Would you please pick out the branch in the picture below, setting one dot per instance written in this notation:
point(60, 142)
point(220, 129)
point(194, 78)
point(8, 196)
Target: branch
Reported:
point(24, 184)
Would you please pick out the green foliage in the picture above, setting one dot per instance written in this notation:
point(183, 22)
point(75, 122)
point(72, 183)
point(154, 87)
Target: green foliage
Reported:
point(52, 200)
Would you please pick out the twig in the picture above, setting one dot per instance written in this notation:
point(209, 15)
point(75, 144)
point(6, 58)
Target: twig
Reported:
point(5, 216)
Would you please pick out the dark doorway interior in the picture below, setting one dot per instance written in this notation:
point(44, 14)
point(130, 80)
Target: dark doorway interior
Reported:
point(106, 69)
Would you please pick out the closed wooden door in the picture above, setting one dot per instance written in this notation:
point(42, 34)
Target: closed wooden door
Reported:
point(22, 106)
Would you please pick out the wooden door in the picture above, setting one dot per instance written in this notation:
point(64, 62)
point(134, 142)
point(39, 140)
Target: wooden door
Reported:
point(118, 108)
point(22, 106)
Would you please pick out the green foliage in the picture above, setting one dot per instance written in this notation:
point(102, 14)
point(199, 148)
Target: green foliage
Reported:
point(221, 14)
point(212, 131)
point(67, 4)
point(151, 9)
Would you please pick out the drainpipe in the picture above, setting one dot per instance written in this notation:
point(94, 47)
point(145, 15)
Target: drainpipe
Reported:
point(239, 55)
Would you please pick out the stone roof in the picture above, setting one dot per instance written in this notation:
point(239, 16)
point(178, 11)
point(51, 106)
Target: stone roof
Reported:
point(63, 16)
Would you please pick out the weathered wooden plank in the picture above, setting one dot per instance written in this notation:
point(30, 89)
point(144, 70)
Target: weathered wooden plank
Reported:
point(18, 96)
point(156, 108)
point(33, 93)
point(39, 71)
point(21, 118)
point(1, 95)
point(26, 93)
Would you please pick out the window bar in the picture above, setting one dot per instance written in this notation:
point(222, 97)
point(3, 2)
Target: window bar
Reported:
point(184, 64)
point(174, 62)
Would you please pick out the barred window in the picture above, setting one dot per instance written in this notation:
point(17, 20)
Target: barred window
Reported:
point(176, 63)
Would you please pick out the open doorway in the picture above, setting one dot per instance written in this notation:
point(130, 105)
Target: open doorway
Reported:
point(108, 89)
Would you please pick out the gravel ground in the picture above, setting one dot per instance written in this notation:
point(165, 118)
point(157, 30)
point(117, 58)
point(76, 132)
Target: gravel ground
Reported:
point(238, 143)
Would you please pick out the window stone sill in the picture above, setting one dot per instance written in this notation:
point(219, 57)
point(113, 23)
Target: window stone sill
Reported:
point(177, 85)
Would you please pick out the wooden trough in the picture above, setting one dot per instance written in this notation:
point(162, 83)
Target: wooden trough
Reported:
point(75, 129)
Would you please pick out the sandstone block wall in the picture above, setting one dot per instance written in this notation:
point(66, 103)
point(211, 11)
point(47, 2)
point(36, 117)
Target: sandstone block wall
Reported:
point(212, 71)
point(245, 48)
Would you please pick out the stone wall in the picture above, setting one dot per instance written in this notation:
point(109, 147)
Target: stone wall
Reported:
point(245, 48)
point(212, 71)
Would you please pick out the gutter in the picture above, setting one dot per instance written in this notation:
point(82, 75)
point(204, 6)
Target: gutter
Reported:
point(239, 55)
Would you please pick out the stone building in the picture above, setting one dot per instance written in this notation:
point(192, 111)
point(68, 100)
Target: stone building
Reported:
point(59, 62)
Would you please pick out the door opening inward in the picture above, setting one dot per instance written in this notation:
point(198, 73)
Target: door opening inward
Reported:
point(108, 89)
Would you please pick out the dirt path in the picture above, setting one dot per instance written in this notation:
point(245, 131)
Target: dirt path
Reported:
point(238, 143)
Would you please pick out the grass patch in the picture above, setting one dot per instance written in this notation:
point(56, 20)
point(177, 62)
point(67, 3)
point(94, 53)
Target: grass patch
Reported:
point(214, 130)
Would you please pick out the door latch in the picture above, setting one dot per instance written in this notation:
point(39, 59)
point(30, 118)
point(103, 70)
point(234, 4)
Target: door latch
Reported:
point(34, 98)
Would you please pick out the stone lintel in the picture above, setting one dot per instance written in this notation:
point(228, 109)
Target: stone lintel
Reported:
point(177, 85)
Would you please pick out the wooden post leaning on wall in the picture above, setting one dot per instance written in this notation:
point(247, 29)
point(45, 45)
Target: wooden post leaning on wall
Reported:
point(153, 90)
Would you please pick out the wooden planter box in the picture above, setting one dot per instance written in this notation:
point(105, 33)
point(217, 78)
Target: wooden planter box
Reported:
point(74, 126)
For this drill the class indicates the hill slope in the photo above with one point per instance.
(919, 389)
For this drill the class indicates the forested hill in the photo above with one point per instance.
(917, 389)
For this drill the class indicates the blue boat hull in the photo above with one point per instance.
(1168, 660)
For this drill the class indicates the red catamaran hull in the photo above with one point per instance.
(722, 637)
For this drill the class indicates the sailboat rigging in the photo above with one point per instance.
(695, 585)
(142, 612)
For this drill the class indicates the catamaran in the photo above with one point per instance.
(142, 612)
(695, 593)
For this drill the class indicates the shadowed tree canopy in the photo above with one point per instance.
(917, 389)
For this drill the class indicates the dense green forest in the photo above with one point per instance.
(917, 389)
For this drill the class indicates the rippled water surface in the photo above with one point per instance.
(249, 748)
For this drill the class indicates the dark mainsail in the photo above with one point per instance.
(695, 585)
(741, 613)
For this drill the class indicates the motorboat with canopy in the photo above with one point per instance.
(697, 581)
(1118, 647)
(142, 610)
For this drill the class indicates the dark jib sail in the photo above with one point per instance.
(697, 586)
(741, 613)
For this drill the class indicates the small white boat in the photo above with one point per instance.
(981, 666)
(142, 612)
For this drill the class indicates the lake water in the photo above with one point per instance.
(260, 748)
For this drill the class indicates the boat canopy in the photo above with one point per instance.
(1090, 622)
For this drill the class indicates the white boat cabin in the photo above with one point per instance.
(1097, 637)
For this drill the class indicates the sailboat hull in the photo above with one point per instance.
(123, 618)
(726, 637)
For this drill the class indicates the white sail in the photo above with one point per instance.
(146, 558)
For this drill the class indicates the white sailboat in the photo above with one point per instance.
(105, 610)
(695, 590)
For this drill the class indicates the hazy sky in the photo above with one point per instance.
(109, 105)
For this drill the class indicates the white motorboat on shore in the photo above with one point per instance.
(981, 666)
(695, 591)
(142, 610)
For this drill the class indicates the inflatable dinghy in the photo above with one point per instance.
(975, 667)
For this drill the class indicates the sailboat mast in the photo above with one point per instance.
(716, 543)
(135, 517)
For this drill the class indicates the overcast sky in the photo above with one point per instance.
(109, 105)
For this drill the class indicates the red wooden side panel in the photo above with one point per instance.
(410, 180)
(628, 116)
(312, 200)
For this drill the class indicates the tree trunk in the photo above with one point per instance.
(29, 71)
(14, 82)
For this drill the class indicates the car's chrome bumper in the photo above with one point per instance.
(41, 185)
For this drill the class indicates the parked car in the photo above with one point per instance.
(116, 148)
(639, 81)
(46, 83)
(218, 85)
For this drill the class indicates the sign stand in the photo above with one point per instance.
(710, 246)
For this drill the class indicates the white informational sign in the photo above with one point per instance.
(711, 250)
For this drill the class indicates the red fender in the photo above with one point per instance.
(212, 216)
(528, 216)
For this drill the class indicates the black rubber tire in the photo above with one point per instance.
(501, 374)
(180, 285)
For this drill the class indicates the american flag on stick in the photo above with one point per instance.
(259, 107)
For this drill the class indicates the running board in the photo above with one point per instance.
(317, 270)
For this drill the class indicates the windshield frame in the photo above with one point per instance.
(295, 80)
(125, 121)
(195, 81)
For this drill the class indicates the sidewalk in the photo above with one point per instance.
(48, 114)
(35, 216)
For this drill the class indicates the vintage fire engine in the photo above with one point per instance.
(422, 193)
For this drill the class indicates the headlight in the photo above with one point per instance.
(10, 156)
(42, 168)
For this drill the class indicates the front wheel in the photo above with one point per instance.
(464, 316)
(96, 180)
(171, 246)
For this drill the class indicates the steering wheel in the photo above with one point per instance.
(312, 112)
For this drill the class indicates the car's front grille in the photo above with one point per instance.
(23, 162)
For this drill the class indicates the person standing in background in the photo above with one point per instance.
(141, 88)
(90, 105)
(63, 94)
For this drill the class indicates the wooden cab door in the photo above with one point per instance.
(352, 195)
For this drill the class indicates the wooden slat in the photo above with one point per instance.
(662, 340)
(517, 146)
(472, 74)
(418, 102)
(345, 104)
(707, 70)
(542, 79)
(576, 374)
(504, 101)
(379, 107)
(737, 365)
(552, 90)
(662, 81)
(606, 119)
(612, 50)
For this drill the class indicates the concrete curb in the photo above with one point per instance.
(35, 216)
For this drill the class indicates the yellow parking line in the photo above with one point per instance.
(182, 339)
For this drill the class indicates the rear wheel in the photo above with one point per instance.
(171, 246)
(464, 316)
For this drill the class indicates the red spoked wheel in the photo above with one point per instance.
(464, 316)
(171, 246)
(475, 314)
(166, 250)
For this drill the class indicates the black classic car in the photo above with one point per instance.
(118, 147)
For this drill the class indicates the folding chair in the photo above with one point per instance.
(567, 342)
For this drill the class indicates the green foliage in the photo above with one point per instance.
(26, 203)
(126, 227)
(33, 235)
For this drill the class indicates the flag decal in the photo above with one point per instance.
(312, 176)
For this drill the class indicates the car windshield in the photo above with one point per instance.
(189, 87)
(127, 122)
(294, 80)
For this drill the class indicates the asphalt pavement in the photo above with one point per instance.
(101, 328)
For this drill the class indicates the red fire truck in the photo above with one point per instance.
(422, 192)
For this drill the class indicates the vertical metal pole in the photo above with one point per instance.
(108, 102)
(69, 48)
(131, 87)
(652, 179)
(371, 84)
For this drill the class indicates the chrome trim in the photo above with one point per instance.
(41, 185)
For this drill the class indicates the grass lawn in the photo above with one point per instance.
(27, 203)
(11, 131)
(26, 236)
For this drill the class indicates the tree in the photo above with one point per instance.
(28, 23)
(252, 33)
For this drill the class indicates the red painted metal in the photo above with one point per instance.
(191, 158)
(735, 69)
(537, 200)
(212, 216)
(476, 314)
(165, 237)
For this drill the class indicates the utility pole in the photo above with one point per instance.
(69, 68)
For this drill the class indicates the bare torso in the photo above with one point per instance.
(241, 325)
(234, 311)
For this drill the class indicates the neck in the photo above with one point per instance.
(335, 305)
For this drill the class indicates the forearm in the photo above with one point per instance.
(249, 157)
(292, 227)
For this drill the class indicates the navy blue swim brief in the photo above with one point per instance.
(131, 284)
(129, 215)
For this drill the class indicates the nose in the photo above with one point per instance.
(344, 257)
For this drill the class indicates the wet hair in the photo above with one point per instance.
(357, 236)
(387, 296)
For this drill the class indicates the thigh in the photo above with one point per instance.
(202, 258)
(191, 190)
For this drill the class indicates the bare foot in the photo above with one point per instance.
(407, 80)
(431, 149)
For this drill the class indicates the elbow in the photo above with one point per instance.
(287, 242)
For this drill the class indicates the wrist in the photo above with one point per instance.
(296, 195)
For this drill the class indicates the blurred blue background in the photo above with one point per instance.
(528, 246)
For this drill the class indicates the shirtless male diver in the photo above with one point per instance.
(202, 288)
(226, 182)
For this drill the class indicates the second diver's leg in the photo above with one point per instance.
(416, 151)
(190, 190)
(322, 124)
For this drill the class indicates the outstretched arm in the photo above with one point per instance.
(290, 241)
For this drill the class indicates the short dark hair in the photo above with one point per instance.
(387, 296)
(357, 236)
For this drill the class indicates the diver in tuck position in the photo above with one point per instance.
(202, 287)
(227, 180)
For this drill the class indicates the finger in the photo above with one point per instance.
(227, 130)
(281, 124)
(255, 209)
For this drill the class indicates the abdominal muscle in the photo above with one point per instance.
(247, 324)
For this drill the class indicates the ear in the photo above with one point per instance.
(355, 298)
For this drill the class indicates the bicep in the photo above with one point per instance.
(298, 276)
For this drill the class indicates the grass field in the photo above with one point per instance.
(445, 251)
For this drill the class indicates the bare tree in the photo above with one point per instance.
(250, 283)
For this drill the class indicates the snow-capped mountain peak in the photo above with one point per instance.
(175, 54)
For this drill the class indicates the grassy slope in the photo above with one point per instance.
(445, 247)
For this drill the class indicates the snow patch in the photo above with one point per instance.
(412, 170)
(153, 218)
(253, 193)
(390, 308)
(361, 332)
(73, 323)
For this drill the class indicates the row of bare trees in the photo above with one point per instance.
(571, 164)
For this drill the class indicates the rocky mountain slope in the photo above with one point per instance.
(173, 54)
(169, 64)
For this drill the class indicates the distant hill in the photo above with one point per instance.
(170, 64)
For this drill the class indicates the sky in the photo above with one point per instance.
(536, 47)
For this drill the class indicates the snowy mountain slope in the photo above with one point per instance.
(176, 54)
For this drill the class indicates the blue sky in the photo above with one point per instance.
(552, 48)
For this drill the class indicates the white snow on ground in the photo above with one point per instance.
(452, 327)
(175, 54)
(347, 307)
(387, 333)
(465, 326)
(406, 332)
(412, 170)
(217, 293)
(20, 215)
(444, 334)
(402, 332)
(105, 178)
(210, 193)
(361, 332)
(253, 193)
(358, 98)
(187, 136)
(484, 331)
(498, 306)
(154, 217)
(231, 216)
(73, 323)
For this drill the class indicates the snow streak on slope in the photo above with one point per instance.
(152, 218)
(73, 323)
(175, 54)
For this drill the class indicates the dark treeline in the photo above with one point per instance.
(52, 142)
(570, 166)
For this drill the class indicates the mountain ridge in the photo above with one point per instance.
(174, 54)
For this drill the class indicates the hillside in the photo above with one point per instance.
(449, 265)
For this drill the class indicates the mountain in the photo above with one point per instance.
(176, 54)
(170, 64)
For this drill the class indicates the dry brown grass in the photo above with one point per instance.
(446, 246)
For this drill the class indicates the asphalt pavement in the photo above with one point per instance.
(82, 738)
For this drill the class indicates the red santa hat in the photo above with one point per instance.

◇ ◇ ◇ ◇ ◇ ◇ ◇

→ **EXERCISE DIRECTIONS**
Reproduce the material verbatim, starting from its first line and continuing up to and including the line that contains "point(63, 16)".

→ **EXERCISE ANSWER**
Would you please pick out the branch in the picture below, setting one dot per instance written in this notation:
point(60, 142)
point(220, 129)
point(194, 78)
point(8, 196)
Target: branch
Reported:
point(24, 184)
Would you please pick out the green foliage in the picture above, setting one dot per instance written in this notation:
point(183, 22)
point(75, 122)
point(72, 183)
point(154, 87)
Target: green foliage
Reported:
point(52, 200)
Would you please pick out the twig in the picture above, setting one dot per instance written in this notation:
point(209, 15)
point(75, 144)
point(6, 58)
Target: twig
Reported:
point(5, 216)
Would you please pick out the dark doorway interior in the picture below, setting one dot per instance written in this notation:
point(44, 14)
point(130, 80)
Target: dark doorway interior
Reported:
point(106, 69)
Would you please pick out the closed wooden door in the picture above, setting one dot per instance written in this notation:
point(42, 34)
Target: closed wooden door
Reported:
point(22, 106)
Would you please pick out the wooden door in the picture above, setting one dot per instance written in this notation:
point(64, 62)
point(134, 142)
point(39, 140)
Target: wooden door
Reported:
point(118, 108)
point(22, 106)
Would you please pick out the green foliage in the picture above, setting one dot per instance written in this notation:
point(102, 14)
point(199, 148)
Target: green foliage
Reported:
point(221, 14)
point(212, 131)
point(67, 4)
point(151, 9)
Would you please pick out the drainpipe in the picture above, setting one dot per instance written in this notation:
point(94, 47)
point(145, 15)
Target: drainpipe
Reported:
point(239, 55)
Would you please pick out the stone roof in the picture above, setting one dot per instance written in this notation:
point(239, 16)
point(178, 11)
point(51, 106)
Target: stone roof
Reported:
point(63, 16)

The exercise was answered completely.